▸ **WHAT THE TASK REQUIRES**: Retype exactly the stretch of lines that begins at the line containing "Target: blurred background building" and ends at the last line of the data, with no other lines.

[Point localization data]
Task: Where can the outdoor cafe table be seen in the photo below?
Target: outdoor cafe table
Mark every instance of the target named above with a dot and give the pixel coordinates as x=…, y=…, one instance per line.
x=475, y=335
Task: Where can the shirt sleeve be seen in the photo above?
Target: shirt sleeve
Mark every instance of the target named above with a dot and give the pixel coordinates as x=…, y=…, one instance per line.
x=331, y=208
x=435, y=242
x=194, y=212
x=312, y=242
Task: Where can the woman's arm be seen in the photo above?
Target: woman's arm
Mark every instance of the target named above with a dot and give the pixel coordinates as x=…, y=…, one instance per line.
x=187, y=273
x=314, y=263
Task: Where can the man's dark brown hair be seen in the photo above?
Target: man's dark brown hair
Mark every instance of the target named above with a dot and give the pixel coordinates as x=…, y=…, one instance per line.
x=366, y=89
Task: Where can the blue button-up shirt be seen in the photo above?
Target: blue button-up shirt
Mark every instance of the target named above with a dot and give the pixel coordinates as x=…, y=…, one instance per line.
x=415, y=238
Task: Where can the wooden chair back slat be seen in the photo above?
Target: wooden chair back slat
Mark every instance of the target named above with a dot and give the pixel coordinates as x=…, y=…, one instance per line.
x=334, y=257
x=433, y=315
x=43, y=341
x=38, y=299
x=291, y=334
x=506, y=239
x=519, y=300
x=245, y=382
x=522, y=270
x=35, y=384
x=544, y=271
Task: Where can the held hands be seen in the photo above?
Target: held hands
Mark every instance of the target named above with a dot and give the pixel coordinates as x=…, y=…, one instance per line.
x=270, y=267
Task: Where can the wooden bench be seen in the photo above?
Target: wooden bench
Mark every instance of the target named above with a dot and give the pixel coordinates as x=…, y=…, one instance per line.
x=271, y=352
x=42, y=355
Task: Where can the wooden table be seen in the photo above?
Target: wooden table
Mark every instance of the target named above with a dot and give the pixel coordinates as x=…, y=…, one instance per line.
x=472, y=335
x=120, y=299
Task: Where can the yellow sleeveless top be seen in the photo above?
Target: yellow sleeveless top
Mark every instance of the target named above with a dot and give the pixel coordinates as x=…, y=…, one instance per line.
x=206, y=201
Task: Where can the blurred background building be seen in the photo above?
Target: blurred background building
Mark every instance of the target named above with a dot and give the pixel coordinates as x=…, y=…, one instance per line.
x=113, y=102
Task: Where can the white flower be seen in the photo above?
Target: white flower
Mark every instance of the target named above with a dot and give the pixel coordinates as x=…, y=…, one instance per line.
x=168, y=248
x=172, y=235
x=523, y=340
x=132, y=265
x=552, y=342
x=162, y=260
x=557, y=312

▸ **RESPONSE AREA**:
Target: blurred background building
Mark every instance of the target named above with a dot and give the pixel coordinates as x=…, y=…, one instance per line.
x=113, y=102
Task: Where can the white flower be seen in the photo above?
Target: white flower
Mark every instance of the target named above with a dot and give the pixel coordinates as x=…, y=…, one instance per line.
x=168, y=248
x=172, y=235
x=523, y=340
x=132, y=265
x=552, y=342
x=162, y=260
x=557, y=312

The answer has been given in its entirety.